- _Teks yang Diberikan_
====

John menyatakan, para sufi ini berhasil mengislamkan sejumlah besar penduduk kawasan ini , setidaknya sejak abad ke-13. Faktor utama keberhasilan konversi adalah kemampuan para sufi menyajikan Islam dengan kemasan atraktif. Khususnya, dengan menekankan kesesuaian dengan Islam atau kontiunitas, ketimbang perubahan dalam kepercayaan dan praktik keagamaan lokal.

‘’Dengan menggunakan tasawuf sebagai sebuah kategori dalam literatur dan sejarah Melayu-Indonesia, Johns memeriksa sejumlah sejarah lokal untuk memperkuat hujahnya mengenai siapa penyebar Islam di Nusantara ini,’’ kata Azyumardi.

Menurut Johns, banyak sumber lokal mengaitkan pengenalan Islam ke kawasan Nusantara dengan guru-guru pengembara dengan karakteristik sufi yang kental. Karakteristik lebih rinci  mereka ini  adalah sebagai berikut:  Mereka adalah para penyiar (Islam) pengembara yang berkelana di seluruh dunia yang mereka kenal, yang secara sukarela hidup dalam kemiskinan; mereka saling berkiatan dengan kelompok-kelompok dagang atau kerajinan tangan, sesuai tarekat yang mereka anut; mereka mengajarkan teosofi sinkretik yang kompleks, yang umumnya dikenal baik orang-orang Indonesia, yang mereka tempatkan ke bawah (ajaran Islam), (atau) yang merupakan pengembangan dari dogma-dogma pokok Islam, mereka menguasai ilmi magis, dan memiliki kekuatann yang menyembuhkan; mereka siap memelihara kontiunitas dengan masa silam dan menggunakan istilah-isitilah dan unsur-unsur kebudayaan pra-Islam dalam konteks Islam.

Jadi berkat otoritas karismatik dan kekuatan magis mereka, sebagian guru sufi dapat mengawini putri-putri bangsawan. Kepada anak-anak mereka kemudian muncul perasaan gengsi darah bangsawan serta sekaligus aura keilahian atau keagamaan.

====

- _Data yang Diberikan_
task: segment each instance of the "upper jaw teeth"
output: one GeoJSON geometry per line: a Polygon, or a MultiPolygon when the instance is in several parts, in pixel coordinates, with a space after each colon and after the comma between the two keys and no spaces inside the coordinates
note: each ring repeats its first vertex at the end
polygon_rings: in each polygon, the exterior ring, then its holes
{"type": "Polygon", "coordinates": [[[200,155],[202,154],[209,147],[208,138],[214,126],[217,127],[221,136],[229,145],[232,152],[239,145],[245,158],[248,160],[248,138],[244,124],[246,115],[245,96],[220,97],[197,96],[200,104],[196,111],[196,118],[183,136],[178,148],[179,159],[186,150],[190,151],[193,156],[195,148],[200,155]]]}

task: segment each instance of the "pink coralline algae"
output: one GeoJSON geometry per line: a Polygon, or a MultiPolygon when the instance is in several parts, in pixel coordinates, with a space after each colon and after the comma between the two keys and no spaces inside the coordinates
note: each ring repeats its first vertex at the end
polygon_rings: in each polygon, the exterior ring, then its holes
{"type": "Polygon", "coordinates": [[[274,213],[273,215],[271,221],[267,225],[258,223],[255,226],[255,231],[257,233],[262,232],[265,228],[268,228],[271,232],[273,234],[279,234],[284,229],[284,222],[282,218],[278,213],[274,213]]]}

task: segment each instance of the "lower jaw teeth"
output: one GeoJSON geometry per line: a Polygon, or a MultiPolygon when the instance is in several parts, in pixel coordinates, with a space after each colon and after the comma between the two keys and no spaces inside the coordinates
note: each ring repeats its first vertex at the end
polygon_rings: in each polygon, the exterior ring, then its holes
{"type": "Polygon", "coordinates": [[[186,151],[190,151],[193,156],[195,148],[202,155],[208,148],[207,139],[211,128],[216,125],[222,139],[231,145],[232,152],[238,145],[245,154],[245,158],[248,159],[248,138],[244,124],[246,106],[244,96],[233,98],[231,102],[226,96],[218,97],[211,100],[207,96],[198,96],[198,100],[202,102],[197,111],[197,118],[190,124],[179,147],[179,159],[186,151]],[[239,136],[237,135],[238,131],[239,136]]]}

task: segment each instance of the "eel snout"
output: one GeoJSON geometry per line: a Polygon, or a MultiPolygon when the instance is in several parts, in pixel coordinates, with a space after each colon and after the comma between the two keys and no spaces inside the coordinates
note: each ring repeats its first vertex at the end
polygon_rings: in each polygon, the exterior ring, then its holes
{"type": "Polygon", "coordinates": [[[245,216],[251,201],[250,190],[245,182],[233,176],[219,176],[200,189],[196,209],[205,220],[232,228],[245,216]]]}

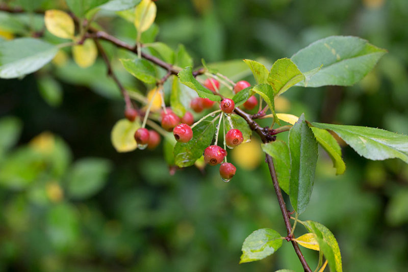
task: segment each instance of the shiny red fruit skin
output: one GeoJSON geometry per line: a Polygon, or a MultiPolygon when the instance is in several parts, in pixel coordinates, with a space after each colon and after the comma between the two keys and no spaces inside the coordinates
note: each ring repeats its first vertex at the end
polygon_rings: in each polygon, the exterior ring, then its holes
{"type": "Polygon", "coordinates": [[[156,130],[149,129],[149,142],[147,143],[148,149],[154,149],[160,143],[160,135],[156,130]]]}
{"type": "Polygon", "coordinates": [[[225,150],[218,146],[210,146],[204,150],[204,161],[213,166],[220,164],[225,156],[225,150]]]}
{"type": "Polygon", "coordinates": [[[171,131],[180,123],[180,118],[174,113],[165,114],[162,118],[162,127],[167,131],[171,131]]]}
{"type": "Polygon", "coordinates": [[[220,175],[224,179],[231,179],[236,171],[237,168],[230,162],[224,162],[220,166],[220,175]]]}
{"type": "Polygon", "coordinates": [[[193,130],[187,124],[180,124],[173,129],[173,135],[177,142],[187,143],[193,138],[193,130]]]}
{"type": "Polygon", "coordinates": [[[257,97],[255,97],[254,95],[252,95],[249,98],[248,100],[244,103],[243,105],[244,107],[245,107],[247,110],[249,110],[250,111],[255,106],[258,104],[258,100],[257,99],[257,97]]]}
{"type": "Polygon", "coordinates": [[[230,129],[225,135],[225,143],[230,147],[235,147],[240,145],[244,141],[242,132],[236,128],[230,129]]]}
{"type": "Polygon", "coordinates": [[[234,92],[236,94],[238,93],[240,91],[242,91],[242,90],[244,90],[246,88],[248,88],[251,85],[247,81],[239,81],[234,87],[234,92]]]}
{"type": "Polygon", "coordinates": [[[225,98],[220,103],[220,108],[226,114],[232,113],[235,107],[235,103],[230,98],[225,98]]]}
{"type": "Polygon", "coordinates": [[[144,128],[139,128],[135,132],[135,140],[138,145],[146,145],[149,142],[150,133],[147,129],[144,128]]]}

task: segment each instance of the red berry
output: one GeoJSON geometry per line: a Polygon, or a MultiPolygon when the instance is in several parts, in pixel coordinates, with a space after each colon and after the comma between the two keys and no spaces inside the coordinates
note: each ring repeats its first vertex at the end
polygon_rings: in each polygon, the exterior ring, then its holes
{"type": "Polygon", "coordinates": [[[135,132],[135,140],[136,140],[138,145],[147,145],[149,142],[149,138],[150,133],[146,128],[141,127],[135,132]]]}
{"type": "Polygon", "coordinates": [[[162,118],[162,127],[167,131],[171,131],[180,123],[180,118],[174,113],[165,114],[162,118]]]}
{"type": "Polygon", "coordinates": [[[258,100],[254,95],[252,95],[244,103],[244,107],[247,110],[251,110],[258,104],[258,100]]]}
{"type": "Polygon", "coordinates": [[[217,90],[219,90],[220,88],[220,83],[218,82],[218,80],[214,79],[214,78],[207,78],[204,81],[204,86],[208,89],[213,92],[215,92],[215,88],[214,87],[215,86],[217,90]]]}
{"type": "Polygon", "coordinates": [[[202,98],[200,97],[193,98],[190,103],[190,106],[196,113],[201,112],[204,109],[204,106],[202,105],[202,98]]]}
{"type": "Polygon", "coordinates": [[[204,108],[210,108],[213,106],[215,102],[210,100],[209,98],[201,98],[202,106],[204,108]]]}
{"type": "Polygon", "coordinates": [[[228,147],[238,146],[244,141],[242,132],[239,129],[230,129],[225,135],[225,143],[228,147]]]}
{"type": "Polygon", "coordinates": [[[173,129],[173,135],[177,142],[187,143],[193,138],[193,130],[187,124],[180,124],[173,129]]]}
{"type": "Polygon", "coordinates": [[[149,142],[147,143],[147,148],[154,149],[160,143],[160,135],[156,130],[149,129],[149,142]]]}
{"type": "Polygon", "coordinates": [[[235,103],[232,99],[230,98],[225,98],[220,103],[220,108],[226,114],[232,113],[234,107],[235,107],[235,103]]]}
{"type": "Polygon", "coordinates": [[[230,162],[224,162],[220,166],[220,175],[225,181],[229,181],[235,175],[237,169],[230,162]]]}
{"type": "Polygon", "coordinates": [[[220,164],[226,156],[226,151],[218,146],[210,146],[204,150],[204,161],[213,166],[220,164]]]}
{"type": "Polygon", "coordinates": [[[184,114],[184,116],[182,117],[182,120],[181,121],[182,123],[191,126],[194,123],[194,118],[193,117],[193,115],[191,114],[191,113],[190,112],[186,112],[186,113],[184,114]]]}
{"type": "Polygon", "coordinates": [[[239,81],[234,87],[234,92],[236,94],[240,91],[244,90],[245,88],[248,88],[251,85],[247,81],[239,81]]]}
{"type": "Polygon", "coordinates": [[[133,122],[137,117],[137,111],[133,107],[126,107],[124,110],[124,116],[131,122],[133,122]]]}

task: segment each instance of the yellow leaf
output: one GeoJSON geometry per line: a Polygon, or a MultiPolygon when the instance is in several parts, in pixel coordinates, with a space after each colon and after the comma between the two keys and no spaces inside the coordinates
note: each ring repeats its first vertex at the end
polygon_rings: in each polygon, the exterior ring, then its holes
{"type": "Polygon", "coordinates": [[[303,235],[293,239],[294,241],[297,242],[297,243],[306,248],[307,249],[313,249],[319,251],[319,243],[316,239],[316,236],[314,233],[306,233],[303,235]]]}
{"type": "Polygon", "coordinates": [[[57,10],[47,10],[44,20],[48,31],[57,37],[64,39],[73,38],[75,26],[72,18],[68,13],[57,10]]]}
{"type": "Polygon", "coordinates": [[[276,114],[277,118],[282,121],[289,123],[292,125],[297,122],[299,117],[292,114],[276,114]]]}
{"type": "Polygon", "coordinates": [[[151,0],[142,0],[135,9],[135,26],[140,33],[147,30],[156,17],[156,4],[151,0]]]}
{"type": "Polygon", "coordinates": [[[94,64],[98,56],[98,50],[92,40],[86,40],[83,44],[72,46],[72,55],[76,64],[87,68],[94,64]]]}

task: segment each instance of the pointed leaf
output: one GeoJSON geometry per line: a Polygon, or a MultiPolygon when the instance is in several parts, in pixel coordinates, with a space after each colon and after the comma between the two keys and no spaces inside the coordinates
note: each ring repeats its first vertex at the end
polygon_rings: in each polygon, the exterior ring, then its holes
{"type": "Polygon", "coordinates": [[[271,68],[268,83],[276,95],[284,93],[292,86],[304,79],[304,76],[290,59],[277,60],[271,68]]]}
{"type": "Polygon", "coordinates": [[[37,39],[0,41],[0,78],[13,78],[35,72],[51,61],[58,48],[37,39]]]}
{"type": "Polygon", "coordinates": [[[240,263],[262,260],[273,254],[282,246],[281,235],[271,229],[256,230],[242,244],[240,263]]]}
{"type": "Polygon", "coordinates": [[[314,42],[291,59],[304,73],[321,67],[299,86],[349,86],[367,75],[386,52],[356,37],[332,36],[314,42]]]}
{"type": "Polygon", "coordinates": [[[211,144],[214,133],[213,123],[203,121],[193,128],[193,138],[187,143],[177,143],[174,146],[174,160],[178,167],[191,166],[211,144]]]}
{"type": "Polygon", "coordinates": [[[251,60],[244,60],[244,62],[251,68],[251,71],[257,80],[257,83],[258,84],[268,83],[268,76],[269,72],[265,65],[251,60]]]}
{"type": "Polygon", "coordinates": [[[346,171],[346,165],[341,157],[341,148],[337,141],[330,134],[330,132],[325,129],[321,129],[317,127],[312,127],[312,130],[315,134],[316,140],[320,144],[328,155],[332,158],[333,166],[336,169],[336,174],[342,175],[346,171]]]}
{"type": "Polygon", "coordinates": [[[290,155],[288,145],[286,143],[282,141],[275,141],[268,144],[262,144],[261,145],[264,152],[272,157],[277,175],[279,185],[286,194],[289,195],[290,155]]]}
{"type": "Polygon", "coordinates": [[[209,89],[200,84],[193,76],[193,69],[191,67],[186,67],[178,73],[180,82],[186,86],[195,90],[198,96],[202,98],[209,98],[212,101],[220,101],[221,97],[215,95],[209,89]]]}
{"type": "Polygon", "coordinates": [[[408,136],[379,128],[312,123],[335,132],[358,153],[374,160],[398,158],[408,164],[408,136]]]}
{"type": "Polygon", "coordinates": [[[310,201],[317,161],[317,142],[302,114],[289,131],[291,173],[289,196],[292,206],[298,213],[310,201]]]}

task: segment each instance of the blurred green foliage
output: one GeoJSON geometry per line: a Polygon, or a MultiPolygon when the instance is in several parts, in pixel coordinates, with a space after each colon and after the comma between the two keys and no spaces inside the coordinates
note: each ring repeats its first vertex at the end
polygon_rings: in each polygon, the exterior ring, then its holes
{"type": "MultiPolygon", "coordinates": [[[[361,83],[293,88],[276,101],[276,110],[408,133],[406,0],[157,4],[157,25],[142,41],[152,42],[157,35],[173,49],[183,43],[197,65],[201,58],[210,63],[263,57],[272,63],[333,35],[358,36],[387,48],[361,83]]],[[[63,8],[64,1],[36,5],[30,8],[63,8]]],[[[1,30],[8,26],[26,35],[21,24],[27,22],[42,28],[39,15],[13,15],[19,19],[12,21],[7,16],[0,16],[1,30]]],[[[120,39],[134,41],[136,30],[125,19],[104,12],[97,20],[120,39]]],[[[126,88],[144,92],[117,61],[128,53],[109,51],[126,88]]],[[[254,169],[239,166],[224,183],[218,168],[170,175],[162,144],[154,151],[117,153],[110,137],[122,116],[120,94],[101,61],[83,69],[64,59],[69,53],[23,80],[0,81],[0,271],[301,270],[288,243],[260,262],[238,265],[243,240],[253,230],[285,232],[260,153],[254,169]]],[[[345,271],[405,271],[407,166],[395,159],[368,161],[344,147],[347,169],[336,176],[320,151],[311,204],[300,219],[319,222],[335,234],[345,271]]],[[[316,252],[303,252],[314,267],[316,252]]]]}

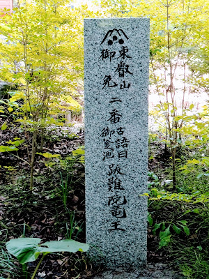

====

- _Kumpulan Tugas_
a) Salinlah bagian dari teks tentang penyebaran Islam oleh para sufi, mulai dari "John menyatakan, para" dan terus sampai "praktik keagamaan lokal.".
b) Tuliskan lanjutan teks tentang penyebaran Islam oleh para sufi, dimulai sesudah kalimat terakhirnya.
Butir-butir data tidak memiliki kaitan dengan teks tentang penyebaran Islam oleh para sufi.

- _Jawaban Latihan_
a)
John menyatakan, para sufi ini berhasil mengislamkan sejumlah besar penduduk kawasan ini , setidaknya sejak abad ke-13. Faktor utama keberhasilan konversi adalah kemampuan para sufi menyajikan Islam dengan kemasan atraktif. Khususnya, dengan menekankan kesesuaian dengan Islam atau kontiunitas, ketimbang perubahan dalam kepercayaan dan praktik keagamaan lokal.

b)
’’Hasil kesimpulan Johns menyatakan: Islam tidak dapat dan tidak menancapkan akarnya di kalangan penduduk negara-negara Nusantara atau mengislamkan para penguasanya, sampai Islam disiarkan para sufi, dan ini tidak merupakan gambaran dominan perkembangan Islam di Nusantara sampai abad ke-13. Teori ini disokong oleh Fatimi, misalnya dengan menunjuk kepada sukses yang sama dari kaum sufi dalam mengislamkan jumlah besar penduduk Anak Benua India pada periode yang sama,’’ ujar Azyumardi.

Persoalannya kemudian, kenapa gelombang sufi pengembara ini baru aktif sejak abad ke-13? Dengan mengutip pendapat Johns, Azyumardi menyatakan, tarekat sufi tidak menjadi ciri cukup dominan dalam perkembangan Dunia Musilim sampai jatuhnya Baghdad ke tangan Mongol pada 656 H/1258 M.

Ia mencatat bahwa setelah kejatuhan kekhalifahan Baghdad, kaum sufi memainkan peran kian penting dalam memelihara keutuhan Dunia Muslim dengan menghadapi tantangan kecenderungan pengepingan kekuasaan berbagai kawasan kekhalifahan ke dalam wilayah lingusitik Arab, Persia, dan Turki. ‘’Adalah pada masa-masa ini tarekat secara bertahap menjadi insitusi yang stabil dan disiplin dan mengemangkan afiliasi dengan kelompok-kelompok pedagang dan kerajianan tangan (thawa’if), yang turut membentuk masyarakat urban.’’

Adanya afiliasi ini memungkinkan para guru dan murid sufi memperoleh sarana pendukung untuk melakukan perjalanan dari pusat-pusat dunia Muslim ke wilayah-wilayah  ‘periferi’ (pinggiran), membawa keimanan dan ajaran Islam melintasi berbagai batas bahasa. Alhasil kemudian aktivitas dakwah mereka pun kemudian mampu mempercepat proses ekspansi Islam.

‘’Teori ‘sufi’ ini berhasil membuat korelasi antara peristiwa-peristiwa politik dan gelombang-gelombang konvesi kepada Islam. Selain itu teori ini juga berhasil membuat korelasi penting antara konversi dengan pembentukan dan perkembangan instritusi-institusi Islam yang akhirnya membentuk serta menciptakan ciri khas masyarakat tertentu sehingga ia benar-benar dapat disebut sebagai masyarakat Muslim,’’  kata Azyumardi.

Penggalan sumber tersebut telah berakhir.